5. París (1931)
Tiene nombre de
milagro de ciencia ficción, y puede que la primera vez que se escuchó, hace ya
más de 80 años, sonara insensata y brutal, irreconocible como música del
futuro. En Ionisation, la obra con la que dividió aguas en la música del siglo
XX, Edgar Varèse prescinde de notas, escalas y melodías y consigue a fuerza de
puro golpe que la música no se despliegue en el tiempo sino en el espacio, como
un cuadro abstracto.
En París, en
1913, Edgar Varèse termina de componer Ionisation, la primera obra occidental y
abstracta escrita sólo para instrumentos de percusión. (Rítmicas, del cubano
Amadeo Roldán, es algo anterior, pero en este caso el ritmo aparece en relación
con referencias folklóricas.) “Su tiempo terminó pero él comienza”, escribe
Pierre Boulez en 1965, luego de la muerte de este autor nacido en 1883, formado
inicialmente como matemático y que ya en 1920 había prefigurado lo que sería la
música electroacústica. En Amériques, terminada en 1921, Varèse utilizaba una
gran orquesta conformada por 20 maderas, 21 bronces, 2 arpas, 18 percusionistas
y una inmensa masa de cuerdas, pero en ningún momento la empleaba a la manera
del posromanticismo: los grupos orquestales funcionaban como bloques y rara vez
se fusionaban entre sí; y sobre todo las alturas, que durante toda la tradición
tonal (y también, a su manera, en el dodecafonismo) había sido fundamental en
la construcción del discurso, en Varèse eran aspectos del timbre y del acento.

(Entradas de un conjunto de anotaciones de puntos)
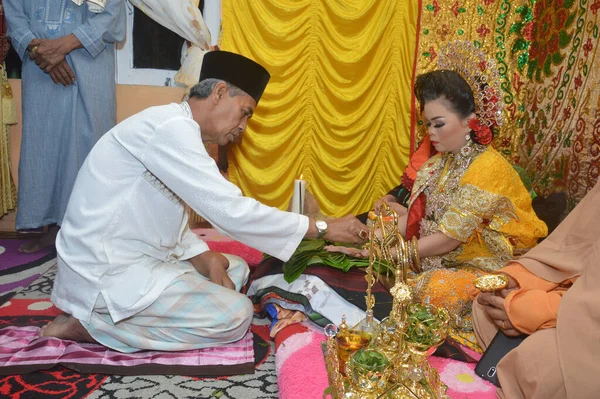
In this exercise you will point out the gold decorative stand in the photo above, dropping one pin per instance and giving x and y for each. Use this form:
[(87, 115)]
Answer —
[(389, 359)]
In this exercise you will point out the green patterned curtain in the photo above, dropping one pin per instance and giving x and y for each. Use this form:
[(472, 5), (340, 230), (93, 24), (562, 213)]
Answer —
[(545, 51)]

INSTRUCCIÓN ESCRITA A
Según el texto sobre Varèse, ¿cuántos percusionistas formaban parte de la orquesta de Amériques?
INSTRUCCIÓN ESCRITA B
Por favor, copia tal cual las filas desde la línea que contiene "In this exercise you will point out the green" hasta el final de las filas, ambas incluidas.

RESPUESTA COMPLETA A
18 percusionistas.

RESPUESTA COMPLETA B
In this exercise you will point out the green patterned curtain in the photo above, dropping one pin per instance and giving x and y for each. Use this form:
[(472, 5), (340, 230), (93, 24), (562, 213)]
Answer —
[(545, 51)]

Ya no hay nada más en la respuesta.